Signatures of Interactions in the Andreev Spectrum of Nanowire Josephson Junctions

Signatures of Interactions in the Andreev Spectrum of Nanowire Josephson Junctions

Article published in Physical Review Letters by F. J. Matute-Cañadas, Sunghun Park and Alfredo Levy Yeyati, members of the Theoretical Condensed Matter Physics Department and IFIMAC researchers.

This joint experimental and theoretical work provides evidence of Coulomb interactions in Josephson weak links, revealed by the splitting of certain degeneracies in the transition lines between different many-body configurations of Andreev levels, which are discrete, subgap, fermionic states localized in the junction that carry supercurrent.

When the length of the weak link is comparable with the superconducting coherence length, several Andreev levels appear inside the gap. In addition, in the presence of spin-orbit coupling, they spin split for nearly all values of the phase difference between each superconducting lead, an experimental knob that is controlled by a magnetic flux through the loop where the junction is embedded. This is the situation that has been explored in this work by the Quantronique laboratory in Saclay using hybrid InAs nanowire junctions grown in Copenhagen. The measurement technique consists in applying microwaves at a variable frequency and then probing a resonator coupled to the junction.

*DATA EXCERPT*

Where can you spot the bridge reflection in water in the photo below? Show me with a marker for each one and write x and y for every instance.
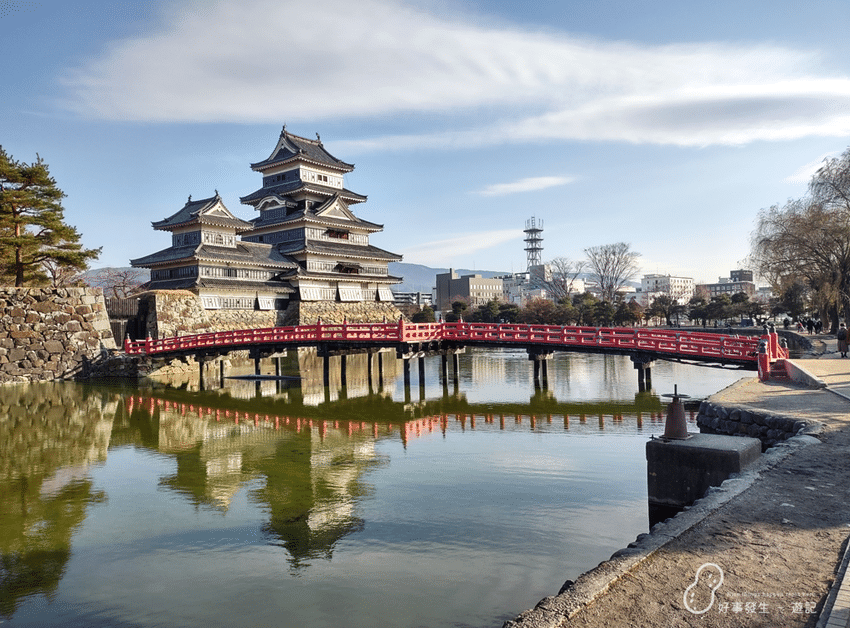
(85, 469)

*WHAT TO DO*
Carry on the summary above of interaction signatures in the Andreev spectrum of nanowire Josephson junctions, picking up after its last sentence.

*EXERCISE ANSWER*
Two kinds of transitions are expected: single quasiparticle transitions in which one trapped quasiparticle is excited from one Andreev level to a higher one, and pair transitions in which two quasiparticles are created in two different Andreev levels. In the latter case, when each quasiparticle goes to a different pair of Andreev states, the four possible associated configurations fully split in all phase differences due to interaction. This splitting is reminiscent of a singlet-triplet arrangement, where the triplet is additionally split by the strong spin-orbit coupling, resulting in a rich structure that is qualitatively reproduced with the model calculations.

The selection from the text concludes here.